### Data excerpts
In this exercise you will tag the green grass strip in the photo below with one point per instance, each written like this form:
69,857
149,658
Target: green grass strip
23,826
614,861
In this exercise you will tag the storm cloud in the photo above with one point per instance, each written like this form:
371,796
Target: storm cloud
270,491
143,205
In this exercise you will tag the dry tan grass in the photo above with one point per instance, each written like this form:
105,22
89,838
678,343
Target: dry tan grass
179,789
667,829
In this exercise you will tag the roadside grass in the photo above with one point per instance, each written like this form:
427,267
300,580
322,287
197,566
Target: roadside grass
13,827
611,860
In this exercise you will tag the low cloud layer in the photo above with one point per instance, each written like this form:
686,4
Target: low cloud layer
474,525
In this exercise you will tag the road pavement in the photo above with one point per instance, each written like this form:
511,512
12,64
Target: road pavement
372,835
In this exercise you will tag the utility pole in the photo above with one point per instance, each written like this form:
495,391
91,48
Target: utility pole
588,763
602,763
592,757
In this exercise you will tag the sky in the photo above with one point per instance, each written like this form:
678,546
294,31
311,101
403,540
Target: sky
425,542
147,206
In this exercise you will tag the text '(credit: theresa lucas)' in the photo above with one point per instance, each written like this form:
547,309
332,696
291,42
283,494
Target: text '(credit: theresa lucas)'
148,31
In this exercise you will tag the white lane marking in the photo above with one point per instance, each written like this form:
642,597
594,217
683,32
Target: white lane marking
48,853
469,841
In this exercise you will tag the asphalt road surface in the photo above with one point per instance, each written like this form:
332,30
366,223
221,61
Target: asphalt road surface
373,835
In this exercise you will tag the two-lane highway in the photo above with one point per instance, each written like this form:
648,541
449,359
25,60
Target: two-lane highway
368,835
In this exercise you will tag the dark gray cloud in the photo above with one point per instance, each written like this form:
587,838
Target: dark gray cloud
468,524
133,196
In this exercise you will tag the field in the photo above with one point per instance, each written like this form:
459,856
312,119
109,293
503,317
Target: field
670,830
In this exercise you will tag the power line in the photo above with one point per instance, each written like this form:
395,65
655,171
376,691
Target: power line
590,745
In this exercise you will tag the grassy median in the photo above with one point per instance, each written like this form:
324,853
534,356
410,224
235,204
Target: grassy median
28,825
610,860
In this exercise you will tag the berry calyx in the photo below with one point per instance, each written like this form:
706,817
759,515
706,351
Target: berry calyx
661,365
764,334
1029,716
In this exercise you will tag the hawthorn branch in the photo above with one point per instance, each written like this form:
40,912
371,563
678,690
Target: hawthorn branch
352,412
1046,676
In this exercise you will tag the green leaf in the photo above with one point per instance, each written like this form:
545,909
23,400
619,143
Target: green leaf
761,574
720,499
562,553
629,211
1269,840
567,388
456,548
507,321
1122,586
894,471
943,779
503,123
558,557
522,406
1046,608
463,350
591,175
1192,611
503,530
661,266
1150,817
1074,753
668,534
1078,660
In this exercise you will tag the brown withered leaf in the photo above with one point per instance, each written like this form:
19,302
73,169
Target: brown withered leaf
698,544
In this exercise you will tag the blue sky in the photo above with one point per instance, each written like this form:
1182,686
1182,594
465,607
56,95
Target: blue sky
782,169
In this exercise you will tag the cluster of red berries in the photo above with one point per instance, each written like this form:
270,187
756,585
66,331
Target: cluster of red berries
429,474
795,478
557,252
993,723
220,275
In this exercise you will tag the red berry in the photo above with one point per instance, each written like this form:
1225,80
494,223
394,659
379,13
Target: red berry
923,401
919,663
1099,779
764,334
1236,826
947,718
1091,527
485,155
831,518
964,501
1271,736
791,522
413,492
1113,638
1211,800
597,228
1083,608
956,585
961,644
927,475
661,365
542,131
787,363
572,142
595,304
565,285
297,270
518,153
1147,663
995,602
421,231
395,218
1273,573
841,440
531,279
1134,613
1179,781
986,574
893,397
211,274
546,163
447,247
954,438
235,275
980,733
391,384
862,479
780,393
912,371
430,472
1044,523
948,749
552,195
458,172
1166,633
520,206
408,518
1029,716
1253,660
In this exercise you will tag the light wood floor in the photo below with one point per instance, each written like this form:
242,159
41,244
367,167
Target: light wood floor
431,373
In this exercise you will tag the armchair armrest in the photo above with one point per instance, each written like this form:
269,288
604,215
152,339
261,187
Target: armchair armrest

### Directive
Show the data once more, exactly as it was written.

### Completed exercise
In this exercise you will tag the green grass strip in the photo below with one point per instance, each written like this form:
69,857
149,658
Target: green grass strip
23,826
614,861
In this exercise you will tag the storm cloud in the photo above with one point per instance, each written like this form:
371,796
Target: storm cloud
270,491
143,205
In this exercise you will tag the dry tan grass in the photo above with one point per instance, each written like this form:
105,22
89,838
678,343
Target: dry tan grass
179,789
667,829
In this exercise you will tag the roadside grass in the photo above with one point per instance, each written like this form:
427,267
300,580
322,287
197,566
Target: roadside grass
13,827
611,860
In this exercise you will tag the low cloud layer in the photo above with one point per instance, each written like this form:
686,4
Target: low cloud layer
474,525
In this exercise you will tag the road pavement in the photo above with one point per instance, each written like this form:
511,512
12,64
Target: road pavement
372,835
In this exercise you will tag the utility pole in the photo above with one point per instance, each written like this form:
495,391
91,48
Target: utility pole
588,763
602,763
592,757
In this exercise you will tag the sky in the photo above with one point per instance, each written like this form:
678,546
294,31
311,101
403,540
Target: sky
425,542
147,206
In this exercise you will tag the text '(credit: theresa lucas)' in the photo above with one point per instance, each written like this form:
547,309
332,696
291,42
283,494
Target: text '(credit: theresa lucas)'
148,31
In this exercise you will tag the white lane marking in the photo above with one point per instance, each written like this form:
642,597
594,217
683,32
Target: white lane marking
48,853
469,841
In this exercise you will tag the asphalt road surface in the photo above with one point per instance, each written like this form:
332,30
366,223
221,61
Target: asphalt road surface
373,835
In this exercise you will tag the two-lane highway in the photo above with one point per instance, each written like this form:
648,541
449,359
25,60
Target: two-lane highway
368,835
In this exercise you will tag the dark gray cloud in the photo above with one point per instance, each written like this form:
587,838
Target: dark gray cloud
468,524
133,196
In this exercise you will tag the field in the photo above with one point per instance, each written like this form:
459,856
312,119
109,293
503,317
Target: field
670,830
In this exercise you will tag the power line in the photo above with one point per instance, each written like this form:
395,65
655,171
376,691
Target: power line
590,745
In this exercise you will tag the grassy median in the photo above with one point per instance, each written like this form:
324,853
534,356
410,224
235,204
Target: grassy median
28,825
610,860
In this exercise you will tag the berry calyx in the photo below with one point per instance, each written like this form:
706,817
759,515
706,351
Target: berry calyx
661,365
764,334
1029,716
In this exercise you will tag the hawthorn branch in the photo above with one point per instance, each written like this form:
40,912
371,563
678,690
Target: hawthorn branch
352,412
1046,676
In this exercise you will tag the green leaf in the photo above with one point per instance, each written like this form:
545,909
23,400
619,143
Target: green leaf
761,574
720,499
562,553
629,211
1269,840
567,388
456,548
507,321
1122,586
894,471
943,779
503,123
558,557
522,406
1046,608
463,350
591,175
1192,611
503,530
661,266
1150,817
1074,753
668,534
1078,660
In this exercise you will tag the brown withered leaf in the photo above with one point per instance, each written like this form:
19,302
73,169
Target: brown withered leaf
698,544
In this exercise you will tag the blue sky in the photo above with one point per instance, each written like this form:
1182,686
1182,594
465,607
56,95
Target: blue sky
782,169
In this exercise you will tag the cluster of red berries in the photo above with one point per instance, each written like this form:
270,187
756,585
66,331
Target: cluster of red berries
429,474
795,478
557,252
993,723
220,275
In this exercise you will tag the red berry in the photo above with one point per instance, each written like this form:
1225,80
494,223
394,659
379,13
Target: red berry
923,401
919,663
1099,779
764,334
1236,826
947,718
1091,527
485,155
831,518
964,501
1271,736
791,522
413,492
1113,638
1211,800
597,228
1083,608
956,585
961,644
927,475
661,365
542,131
787,363
572,142
595,304
565,285
297,270
518,153
1147,663
995,602
421,231
395,218
1273,573
841,440
531,279
1134,613
1179,781
986,574
893,397
211,274
546,163
447,247
954,438
235,275
980,733
391,384
862,479
780,393
912,371
430,472
1044,523
948,749
552,195
458,172
1166,633
520,206
408,518
1029,716
1253,660
In this exercise you will tag the light wood floor in the photo below with one point per instance, each written like this form:
242,159
41,244
367,167
Target: light wood floor
431,373
In this exercise you will tag the armchair armrest in the photo above with one point per instance, each written like this form:
269,288
604,215
152,339
261,187
Target: armchair armrest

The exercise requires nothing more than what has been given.